YOUR TASKS:
[A] Write out the part of the unrolled GAN thread that opens with the words containing "Does this mean we" and closes with "Cool, cheers @apaszke!".
[B] In the unrolled GAN thread, which modules are named as a notable exception to what is supported?

EXCERPT PROVIDED:
-- Start --
Unrolling adversarial networks

Hi,

Has anyone implemented the GAN unrolling procedure from https://arxiv.org/pdf/1611.02163v3.pdf?

Is the point that we simulate optimisation of the discriminator for K steps, then use the final error at D to optimise the parameters of D from before we started unrolling?

Does this mean we have to store a copy of D’s parameters before we start the unrolling procedure? Does this mean that we end up discarding all the optimisation changes that occurred during unrolling? (Excluding the fact that they are implicitly bundled into the final output from the unrolling).

Also, do we unroll for both real and fake data through D, or just fake data?

Note that one of the authors has a tensorflow implementation here (https://github.com/poolio/unrolled_gan/blob/master/Unrolled%20GAN%20demo.ipynb) but that hasn’t helped my understanding very much.

Any help with this would be very much appreciated, cheers!

I don’t really know how unrolled GANs work, but as far as I remember they require taking gradient of functions of another gradient, and we don’t support that yet. It’s on our roadmap and we’re actively working on that, but it might take us some time.

Cool, cheers @apaszke!

this is supported now right? How can it be done?

It is supported for most things, one notable exception are the cudnn recurrent modules (like nn.LSTM). You can use torch.autograd.grad in your forward and use .backward just as you usually do in PyTorch.

Best regards

Thomas

Does it support recurrent modules using Pytorch 1.0 now ?
-- End --
PROVIDED DATA:
-- Start --
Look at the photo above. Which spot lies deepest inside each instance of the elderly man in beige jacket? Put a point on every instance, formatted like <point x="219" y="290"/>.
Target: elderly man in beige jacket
-- End --
ANSWER LIST:
[A]
Does this mean we have to store a copy of D’s parameters before we start the unrolling procedure? Does this mean that we end up discarding all the optimisation changes that occurred during unrolling? (Excluding the fact that they are implicitly bundled into the final output from the unrolling).

Also, do we unroll for both real and fake data through D, or just fake data?

Note that one of the authors has a tensorflow implementation here (https://github.com/poolio/unrolled_gan/blob/master/Unrolled%20GAN%20demo.ipynb) but that hasn’t helped my understanding very much.

Any help with this would be very much appreciated, cheers!

I don’t really know how unrolled GANs work, but as far as I remember they require taking gradient of functions of another gradient, and we don’t support that yet. It’s on our roadmap and we’re actively working on that, but it might take us some time.

Cool, cheers @apaszke!

[B] The cudnn recurrent modules, such as nn.LSTM.